Work instructions
Pick out and copy every line of the listing below that contains the string "sofa". Case counts.

Given records
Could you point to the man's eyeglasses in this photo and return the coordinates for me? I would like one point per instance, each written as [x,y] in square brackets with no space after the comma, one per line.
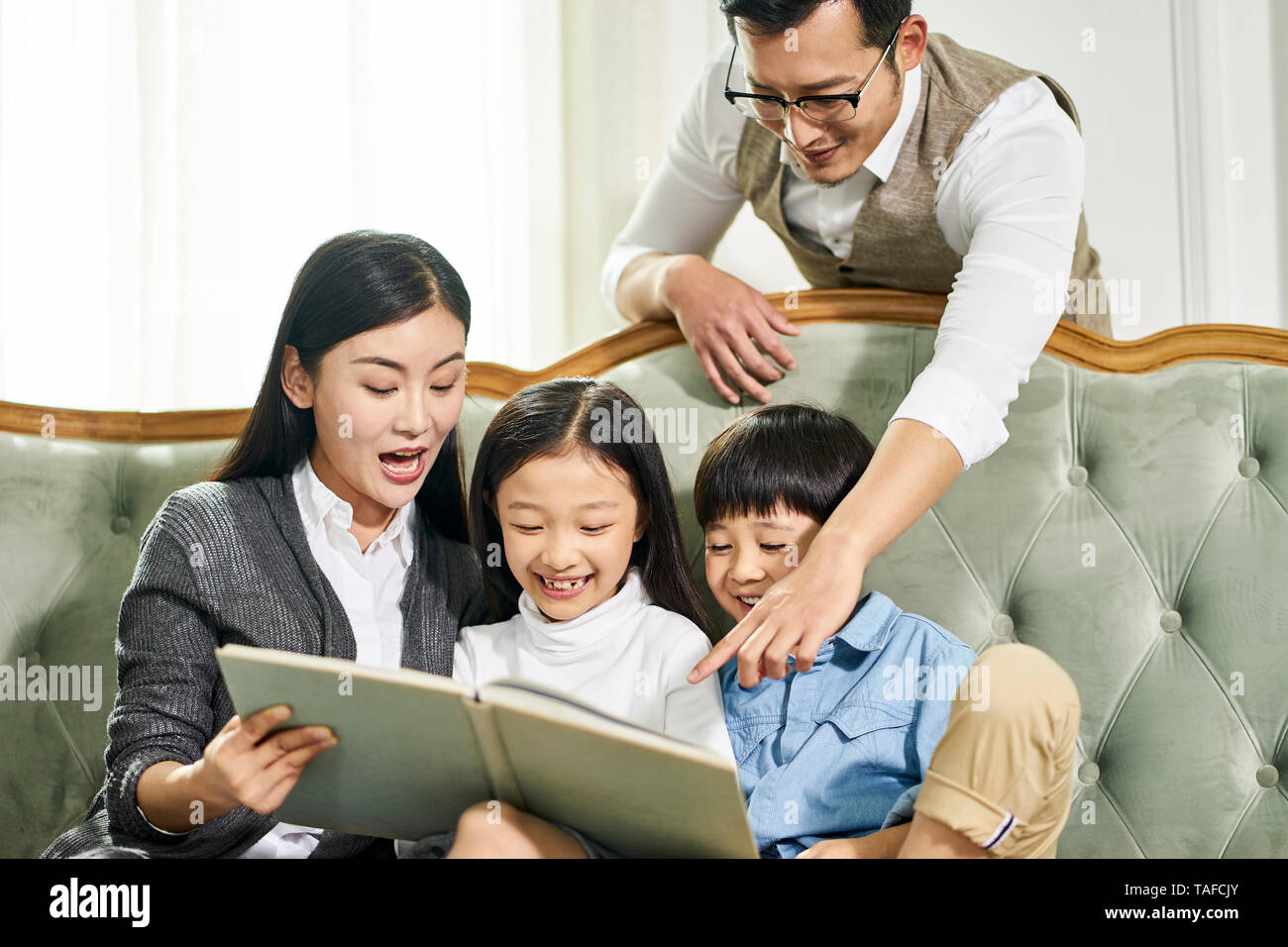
[824,108]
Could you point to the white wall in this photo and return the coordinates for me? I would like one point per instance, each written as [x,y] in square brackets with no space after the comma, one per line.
[1170,94]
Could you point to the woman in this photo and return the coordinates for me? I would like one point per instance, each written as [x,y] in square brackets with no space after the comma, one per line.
[334,527]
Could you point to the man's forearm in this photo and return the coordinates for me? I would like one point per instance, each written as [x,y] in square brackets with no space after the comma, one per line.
[911,470]
[640,290]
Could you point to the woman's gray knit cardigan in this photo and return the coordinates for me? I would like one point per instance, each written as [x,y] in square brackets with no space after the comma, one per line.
[230,564]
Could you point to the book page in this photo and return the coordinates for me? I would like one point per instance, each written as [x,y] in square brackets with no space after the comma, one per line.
[406,763]
[631,789]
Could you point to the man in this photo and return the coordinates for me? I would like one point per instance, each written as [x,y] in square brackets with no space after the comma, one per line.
[881,157]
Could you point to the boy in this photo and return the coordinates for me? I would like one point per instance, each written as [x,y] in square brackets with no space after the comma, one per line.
[897,719]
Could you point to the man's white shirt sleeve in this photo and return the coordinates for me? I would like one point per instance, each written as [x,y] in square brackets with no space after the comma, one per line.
[1010,204]
[694,197]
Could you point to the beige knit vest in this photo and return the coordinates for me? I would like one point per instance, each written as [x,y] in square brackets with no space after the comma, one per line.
[897,239]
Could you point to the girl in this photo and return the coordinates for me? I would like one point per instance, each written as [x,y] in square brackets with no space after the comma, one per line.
[595,589]
[335,527]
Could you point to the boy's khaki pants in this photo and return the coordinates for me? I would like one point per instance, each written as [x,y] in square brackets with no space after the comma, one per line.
[1003,772]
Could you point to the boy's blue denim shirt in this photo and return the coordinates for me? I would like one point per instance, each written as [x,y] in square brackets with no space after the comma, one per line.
[840,750]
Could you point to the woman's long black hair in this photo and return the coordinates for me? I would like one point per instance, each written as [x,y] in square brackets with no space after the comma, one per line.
[552,419]
[352,283]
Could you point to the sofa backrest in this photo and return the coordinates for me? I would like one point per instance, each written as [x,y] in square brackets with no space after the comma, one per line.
[1134,527]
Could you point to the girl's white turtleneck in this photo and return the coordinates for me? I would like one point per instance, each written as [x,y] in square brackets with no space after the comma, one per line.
[626,656]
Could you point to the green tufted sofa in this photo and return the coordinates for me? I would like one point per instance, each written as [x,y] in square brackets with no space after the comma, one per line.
[1134,527]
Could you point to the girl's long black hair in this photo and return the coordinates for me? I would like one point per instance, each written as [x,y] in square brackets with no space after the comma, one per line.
[352,283]
[552,419]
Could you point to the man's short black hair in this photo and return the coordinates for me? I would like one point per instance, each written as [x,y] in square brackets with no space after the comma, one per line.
[880,18]
[797,455]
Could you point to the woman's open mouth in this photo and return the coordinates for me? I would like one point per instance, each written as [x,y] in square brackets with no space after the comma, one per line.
[403,467]
[562,587]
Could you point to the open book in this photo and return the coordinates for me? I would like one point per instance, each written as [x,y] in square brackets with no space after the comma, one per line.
[415,750]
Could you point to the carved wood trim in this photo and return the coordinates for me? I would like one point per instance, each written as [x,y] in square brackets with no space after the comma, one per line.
[487,379]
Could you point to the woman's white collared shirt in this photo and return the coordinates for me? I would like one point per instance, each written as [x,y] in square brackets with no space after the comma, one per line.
[369,585]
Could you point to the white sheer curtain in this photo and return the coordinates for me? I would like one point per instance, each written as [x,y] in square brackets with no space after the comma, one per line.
[167,165]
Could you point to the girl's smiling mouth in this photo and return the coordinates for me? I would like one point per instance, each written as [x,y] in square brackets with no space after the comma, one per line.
[563,587]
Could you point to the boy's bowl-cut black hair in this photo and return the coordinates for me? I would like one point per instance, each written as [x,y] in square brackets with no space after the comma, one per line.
[797,455]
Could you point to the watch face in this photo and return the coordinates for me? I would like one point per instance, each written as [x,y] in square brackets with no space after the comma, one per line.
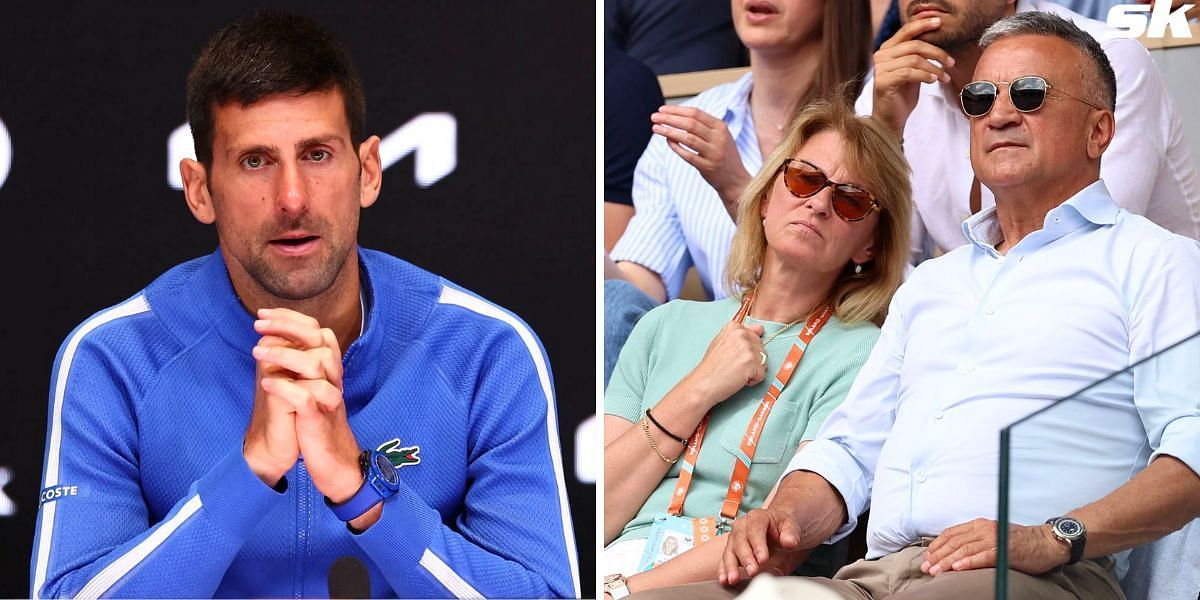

Exercise response
Could you point to the sofa backrest in this photo and return the coordinates for me? I would like one point per instance, each written as [x,y] in square brackets with no space after the comma, one per line.
Could you point to the green tufted sofa in this photo and return the coordinates for me? I would like one point per instance, each written as [x,y] in square brackets with no space after the comma, one per line.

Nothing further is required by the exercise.